### Tâches demandées
- 1) Pour chacune des affirmations suivantes, dites si elle concorde avec le texte en répondant par oui ou par non et en citant mot pour mot les termes du texte qui tranchent. (a) La décision de fermer les onze établissements a été prise le 31 mars 2010 par le préfet du Val d’Oise et le président du Conseil général. (b) Le courrier d’injonction laissait un mois à l’association pour faire voter son conseil d’administration. (c) Les autorisations ont été transférées à trois opérateurs privés à but non lucratif.
- 2) Recopiez à l’identique tout le passage du texte qui va de « Prenant acte du » jusqu’à « des parties concernées. ».

### Texte

▼

Pour ce faire, le cadre juridique définissant les pouvoirs de l’administration et les droits des gestionnaires est donc fixé dans le Code de l’action sociale et des familles et complété par l’intervention éventuelle du juge administratif.

A titre d’illustration, le contentieux de la décision de fermer les onze établissements gérés par l’association Le Colombier prise conjointement par le préfet du Val d’Oise et le président du Conseil général le 31 mars 2010 s’est traduit entre 2012 et 2016 par quatre jugements du tribunal administratif de Cergy Pontoise, sept arrêts de la cour administrative d’appel de Versailles et deux arrêts du Conseil d’État qui, ensemble, offrent une vue précise du contenu et des limites du pouvoir dont disposent, en l’état du droit, les autorités compétentes pour fermer des établissements et services médico-sociaux après avoir prononcé une injonction à destination du gestionnaire, nommer un administrateur provisoire puis transférer la gestion des structures concernées à des tiers en écartant la candidature d’autres gestionnaires potentiels.

En l’espèce, l’autorité administrative est intervenue pour des motifs tenant, selon ses propres termes, à « des difficultés organisationnelles » sociales et financières résultant « d’un échec de la rénovation de la gouvernance associative », d’ « un climat social tendu, avec une perte de confiance du personnel envers l’association », d’ « une situation financière très préoccupante » mettant « en danger la survie de l’association et, par suite, la qualité de la prise en charge des personnes handicapées » .
Sur la base de ces éléments de fait, le préfet et le président du Conseil général ont en premier lieu, au visa de l’article L 313-14-1 du Code de l’action sociale et des familles adressé un courrier commun, le 4 novembre 2009, faisant injonction à l’association « de faire voter (son) conseil d’administration dans un délai de 15 jours sur le principe d’une reprise de l’ensemble de ses établissements et services par un ou plusieurs repreneurs avec effectivité au 15 janvier 2010 », «  de donner toute autorité et toute délégation au directeur général de transition, M.A..., lui permettant d’assurer une stabilisation de la gestion de l’association ainsi que la préparation de la reprise des établissements et des services » et « d’améliorer le climat social ».

Prenant acte du refus de l’association de faire droit à cette injonction, les autorités précitées ont ensuite décidé la nomination d’un administrateur provisoire puis la fermeture des établissements et services gérés par l’association et transféré à deux opérateurs privés à but non lucratif les autorisations tandis que d’autres gestionnaires potentiels voyaient leur candidature à la reprise écartée par l’administration.
C’est dans ce contexte, que l’association Le Colombier a déféré au juge administratif toutes les décisions précitées générant ainsi un débat sur les règles juridiques applicables à la décision de fermeture (1) et au transfert des autorisations (2) et spécialement sur les droits et obligations respectifs des parties concernées.

▲

(Éléments enregistrés)
▼

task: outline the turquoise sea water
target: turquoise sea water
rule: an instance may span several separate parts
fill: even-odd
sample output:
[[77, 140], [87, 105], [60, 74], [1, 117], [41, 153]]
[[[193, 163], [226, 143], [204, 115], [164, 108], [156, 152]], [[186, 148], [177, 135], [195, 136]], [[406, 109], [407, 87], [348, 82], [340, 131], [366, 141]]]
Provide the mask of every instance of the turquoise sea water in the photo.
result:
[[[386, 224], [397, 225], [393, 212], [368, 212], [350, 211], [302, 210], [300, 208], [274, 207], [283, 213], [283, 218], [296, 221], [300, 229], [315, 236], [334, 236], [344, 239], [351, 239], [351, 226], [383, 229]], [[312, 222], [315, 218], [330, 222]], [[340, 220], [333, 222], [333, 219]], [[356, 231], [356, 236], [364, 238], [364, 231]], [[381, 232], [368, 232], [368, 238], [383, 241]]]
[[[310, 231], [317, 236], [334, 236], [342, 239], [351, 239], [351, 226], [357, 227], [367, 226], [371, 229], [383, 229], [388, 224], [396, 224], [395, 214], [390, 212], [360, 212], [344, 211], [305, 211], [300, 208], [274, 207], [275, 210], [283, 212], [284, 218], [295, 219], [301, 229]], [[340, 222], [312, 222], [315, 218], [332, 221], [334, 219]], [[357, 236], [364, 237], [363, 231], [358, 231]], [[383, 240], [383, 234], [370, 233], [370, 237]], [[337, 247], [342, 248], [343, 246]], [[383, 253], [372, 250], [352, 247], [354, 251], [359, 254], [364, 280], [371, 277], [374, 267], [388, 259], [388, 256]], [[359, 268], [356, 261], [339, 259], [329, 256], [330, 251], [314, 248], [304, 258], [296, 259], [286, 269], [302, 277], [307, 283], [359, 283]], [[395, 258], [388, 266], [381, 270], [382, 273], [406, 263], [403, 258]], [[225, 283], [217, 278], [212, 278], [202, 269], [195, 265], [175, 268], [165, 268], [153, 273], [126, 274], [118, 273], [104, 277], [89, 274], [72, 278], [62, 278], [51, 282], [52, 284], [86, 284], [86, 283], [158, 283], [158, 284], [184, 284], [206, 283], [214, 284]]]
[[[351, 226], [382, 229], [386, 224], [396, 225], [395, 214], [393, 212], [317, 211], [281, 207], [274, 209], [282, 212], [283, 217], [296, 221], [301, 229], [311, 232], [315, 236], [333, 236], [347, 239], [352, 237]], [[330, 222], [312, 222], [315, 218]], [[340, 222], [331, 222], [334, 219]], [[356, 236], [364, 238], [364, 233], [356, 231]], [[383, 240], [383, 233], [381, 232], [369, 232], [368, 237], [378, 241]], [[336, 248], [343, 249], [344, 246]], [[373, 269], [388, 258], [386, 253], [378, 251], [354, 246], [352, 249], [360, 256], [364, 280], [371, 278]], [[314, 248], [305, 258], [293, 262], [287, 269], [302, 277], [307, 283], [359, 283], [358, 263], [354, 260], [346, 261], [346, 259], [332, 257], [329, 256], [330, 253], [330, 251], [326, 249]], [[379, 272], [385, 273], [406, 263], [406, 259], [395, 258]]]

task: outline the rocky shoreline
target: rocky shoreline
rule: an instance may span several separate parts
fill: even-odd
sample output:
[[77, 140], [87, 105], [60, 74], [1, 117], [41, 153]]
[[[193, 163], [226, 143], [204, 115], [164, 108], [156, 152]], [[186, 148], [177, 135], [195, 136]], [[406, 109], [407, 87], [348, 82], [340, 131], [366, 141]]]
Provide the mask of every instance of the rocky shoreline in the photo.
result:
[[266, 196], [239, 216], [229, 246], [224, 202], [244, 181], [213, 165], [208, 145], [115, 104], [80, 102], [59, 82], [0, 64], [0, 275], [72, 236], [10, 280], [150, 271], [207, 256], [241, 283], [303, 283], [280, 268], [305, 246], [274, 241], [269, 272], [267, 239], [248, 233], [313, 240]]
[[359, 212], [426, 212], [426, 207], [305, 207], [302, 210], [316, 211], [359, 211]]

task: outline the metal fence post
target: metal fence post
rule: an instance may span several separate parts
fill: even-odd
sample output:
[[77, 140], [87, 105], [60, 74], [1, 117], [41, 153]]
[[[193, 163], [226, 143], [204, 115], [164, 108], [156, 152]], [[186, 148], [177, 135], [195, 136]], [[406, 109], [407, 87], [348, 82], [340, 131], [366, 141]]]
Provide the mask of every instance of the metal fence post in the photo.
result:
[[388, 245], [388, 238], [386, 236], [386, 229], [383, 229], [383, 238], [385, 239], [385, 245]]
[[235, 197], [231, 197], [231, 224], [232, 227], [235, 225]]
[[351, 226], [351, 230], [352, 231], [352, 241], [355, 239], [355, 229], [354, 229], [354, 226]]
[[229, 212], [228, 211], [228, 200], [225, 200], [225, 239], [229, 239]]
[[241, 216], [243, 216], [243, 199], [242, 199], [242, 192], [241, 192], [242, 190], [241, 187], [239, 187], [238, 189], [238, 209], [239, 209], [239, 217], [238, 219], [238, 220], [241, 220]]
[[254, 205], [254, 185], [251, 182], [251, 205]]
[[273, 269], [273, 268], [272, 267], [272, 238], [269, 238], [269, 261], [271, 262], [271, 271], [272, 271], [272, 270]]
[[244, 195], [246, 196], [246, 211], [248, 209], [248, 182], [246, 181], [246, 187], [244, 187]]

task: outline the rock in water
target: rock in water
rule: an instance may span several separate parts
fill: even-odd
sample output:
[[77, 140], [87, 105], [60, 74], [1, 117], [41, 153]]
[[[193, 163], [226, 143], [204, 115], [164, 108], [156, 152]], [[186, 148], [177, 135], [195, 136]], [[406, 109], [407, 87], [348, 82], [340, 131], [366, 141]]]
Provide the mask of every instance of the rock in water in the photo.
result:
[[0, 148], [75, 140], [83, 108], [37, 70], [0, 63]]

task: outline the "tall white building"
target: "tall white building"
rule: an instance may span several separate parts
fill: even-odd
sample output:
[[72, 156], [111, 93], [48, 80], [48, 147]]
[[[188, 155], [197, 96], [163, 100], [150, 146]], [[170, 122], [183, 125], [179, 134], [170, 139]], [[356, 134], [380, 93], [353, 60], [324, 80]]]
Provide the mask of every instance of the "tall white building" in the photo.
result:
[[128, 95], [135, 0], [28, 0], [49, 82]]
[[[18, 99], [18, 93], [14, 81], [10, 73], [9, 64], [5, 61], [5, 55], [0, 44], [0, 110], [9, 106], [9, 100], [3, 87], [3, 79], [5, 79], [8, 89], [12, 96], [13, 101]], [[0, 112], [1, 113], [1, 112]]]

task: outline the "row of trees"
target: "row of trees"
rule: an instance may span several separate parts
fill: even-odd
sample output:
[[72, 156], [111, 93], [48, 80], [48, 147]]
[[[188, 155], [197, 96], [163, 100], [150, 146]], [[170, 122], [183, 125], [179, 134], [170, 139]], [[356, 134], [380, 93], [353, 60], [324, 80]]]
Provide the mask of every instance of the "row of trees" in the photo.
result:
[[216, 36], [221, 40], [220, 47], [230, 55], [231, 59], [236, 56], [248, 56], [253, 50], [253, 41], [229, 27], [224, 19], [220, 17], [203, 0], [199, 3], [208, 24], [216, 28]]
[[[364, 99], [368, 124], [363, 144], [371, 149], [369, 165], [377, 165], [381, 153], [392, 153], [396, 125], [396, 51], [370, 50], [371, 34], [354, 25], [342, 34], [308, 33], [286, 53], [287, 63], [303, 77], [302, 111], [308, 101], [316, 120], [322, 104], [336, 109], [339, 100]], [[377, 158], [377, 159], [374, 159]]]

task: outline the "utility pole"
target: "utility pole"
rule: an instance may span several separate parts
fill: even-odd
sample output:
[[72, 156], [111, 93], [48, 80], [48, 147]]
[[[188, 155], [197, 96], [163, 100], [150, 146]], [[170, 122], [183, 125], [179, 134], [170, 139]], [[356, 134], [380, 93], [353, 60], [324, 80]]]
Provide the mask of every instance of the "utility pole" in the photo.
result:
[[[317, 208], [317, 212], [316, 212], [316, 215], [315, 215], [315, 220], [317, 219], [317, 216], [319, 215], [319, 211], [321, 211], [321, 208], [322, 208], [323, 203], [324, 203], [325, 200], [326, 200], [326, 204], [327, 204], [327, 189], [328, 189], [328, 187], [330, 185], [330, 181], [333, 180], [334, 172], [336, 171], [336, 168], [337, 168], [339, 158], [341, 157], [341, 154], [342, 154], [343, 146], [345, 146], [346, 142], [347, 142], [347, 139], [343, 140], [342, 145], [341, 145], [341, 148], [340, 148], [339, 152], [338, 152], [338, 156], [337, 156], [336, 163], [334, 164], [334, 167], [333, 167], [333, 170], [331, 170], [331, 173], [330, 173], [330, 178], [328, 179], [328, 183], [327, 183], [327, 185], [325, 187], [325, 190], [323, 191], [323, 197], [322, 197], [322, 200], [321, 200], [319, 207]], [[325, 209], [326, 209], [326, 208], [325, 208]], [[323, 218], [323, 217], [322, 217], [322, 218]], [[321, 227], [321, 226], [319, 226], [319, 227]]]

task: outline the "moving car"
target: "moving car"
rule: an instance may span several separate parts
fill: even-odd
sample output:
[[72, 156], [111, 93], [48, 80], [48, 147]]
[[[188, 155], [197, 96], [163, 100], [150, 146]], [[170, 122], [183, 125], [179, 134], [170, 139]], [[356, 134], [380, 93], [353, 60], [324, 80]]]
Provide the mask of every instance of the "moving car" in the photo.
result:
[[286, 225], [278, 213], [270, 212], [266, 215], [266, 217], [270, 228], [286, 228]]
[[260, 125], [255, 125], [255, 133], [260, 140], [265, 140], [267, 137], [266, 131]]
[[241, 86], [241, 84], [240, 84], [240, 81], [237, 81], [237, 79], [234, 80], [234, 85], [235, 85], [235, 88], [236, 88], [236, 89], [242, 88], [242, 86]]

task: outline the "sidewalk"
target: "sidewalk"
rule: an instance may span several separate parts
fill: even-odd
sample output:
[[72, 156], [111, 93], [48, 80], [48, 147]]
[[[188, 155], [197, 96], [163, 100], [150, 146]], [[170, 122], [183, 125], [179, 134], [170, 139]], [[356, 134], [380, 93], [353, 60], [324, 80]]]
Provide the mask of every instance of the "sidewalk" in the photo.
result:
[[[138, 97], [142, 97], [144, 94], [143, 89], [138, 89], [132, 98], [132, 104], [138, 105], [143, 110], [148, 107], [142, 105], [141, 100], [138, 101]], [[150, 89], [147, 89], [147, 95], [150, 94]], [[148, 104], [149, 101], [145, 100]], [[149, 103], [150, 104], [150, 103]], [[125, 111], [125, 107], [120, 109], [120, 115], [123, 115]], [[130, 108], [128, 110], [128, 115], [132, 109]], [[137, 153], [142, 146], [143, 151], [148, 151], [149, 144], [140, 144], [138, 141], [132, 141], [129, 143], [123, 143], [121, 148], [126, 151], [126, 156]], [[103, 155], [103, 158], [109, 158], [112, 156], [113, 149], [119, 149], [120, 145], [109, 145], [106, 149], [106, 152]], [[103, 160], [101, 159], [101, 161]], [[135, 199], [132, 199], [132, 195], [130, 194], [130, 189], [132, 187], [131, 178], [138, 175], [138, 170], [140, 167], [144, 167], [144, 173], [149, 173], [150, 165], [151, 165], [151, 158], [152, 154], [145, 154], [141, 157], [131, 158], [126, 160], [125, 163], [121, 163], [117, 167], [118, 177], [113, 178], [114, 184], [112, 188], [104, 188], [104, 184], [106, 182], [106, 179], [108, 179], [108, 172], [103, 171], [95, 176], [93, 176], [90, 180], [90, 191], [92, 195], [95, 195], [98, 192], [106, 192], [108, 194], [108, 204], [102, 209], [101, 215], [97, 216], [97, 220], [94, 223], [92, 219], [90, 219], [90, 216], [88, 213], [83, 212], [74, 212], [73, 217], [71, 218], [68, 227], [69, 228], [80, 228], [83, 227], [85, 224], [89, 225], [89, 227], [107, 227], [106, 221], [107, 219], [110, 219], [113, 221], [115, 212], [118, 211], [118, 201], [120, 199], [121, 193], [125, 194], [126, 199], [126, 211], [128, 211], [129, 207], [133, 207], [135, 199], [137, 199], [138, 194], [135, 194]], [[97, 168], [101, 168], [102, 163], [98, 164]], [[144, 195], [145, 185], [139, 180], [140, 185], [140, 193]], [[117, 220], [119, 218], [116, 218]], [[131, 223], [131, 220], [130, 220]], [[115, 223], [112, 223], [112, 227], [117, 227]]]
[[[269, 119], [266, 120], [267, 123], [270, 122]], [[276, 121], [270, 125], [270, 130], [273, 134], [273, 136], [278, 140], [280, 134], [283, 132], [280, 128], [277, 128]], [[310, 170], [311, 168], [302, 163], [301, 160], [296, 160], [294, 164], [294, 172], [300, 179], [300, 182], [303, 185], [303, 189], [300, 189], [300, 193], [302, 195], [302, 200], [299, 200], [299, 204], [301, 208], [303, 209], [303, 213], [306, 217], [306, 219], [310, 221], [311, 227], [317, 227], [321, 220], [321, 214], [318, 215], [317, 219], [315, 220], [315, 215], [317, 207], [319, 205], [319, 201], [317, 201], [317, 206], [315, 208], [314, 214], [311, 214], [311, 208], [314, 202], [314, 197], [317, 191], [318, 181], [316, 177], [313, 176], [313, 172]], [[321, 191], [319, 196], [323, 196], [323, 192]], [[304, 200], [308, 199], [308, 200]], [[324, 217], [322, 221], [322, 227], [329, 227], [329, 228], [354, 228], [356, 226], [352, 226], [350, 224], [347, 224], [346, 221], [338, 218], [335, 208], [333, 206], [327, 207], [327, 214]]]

▲

### Réponses rédigées
- 1)
(a) Oui : « prise conjointement par le préfet du Val d’Oise et le président du Conseil général le 31 mars 2010 ».
(b) Non : « dans un délai de 15 jours ».
(c) Non : « transféré à deux opérateurs privés à but non lucratif les autorisations ».

- 2)
Prenant acte du refus de l’association de faire droit à cette injonction, les autorités précitées ont ensuite décidé la nomination d’un administrateur provisoire puis la fermeture des établissements et services gérés par l’association et transféré à deux opérateurs privés à but non lucratif les autorisations tandis que d’autres gestionnaires potentiels voyaient leur candidature à la reprise écartée par l’administration.
C’est dans ce contexte, que l’association Le Colombier a déféré au juge administratif toutes les décisions précitées générant ainsi un débat sur les règles juridiques applicables à la décision de fermeture (1) et au transfert des autorisations (2) et spécialement sur les droits et obligations respectifs des parties concernées.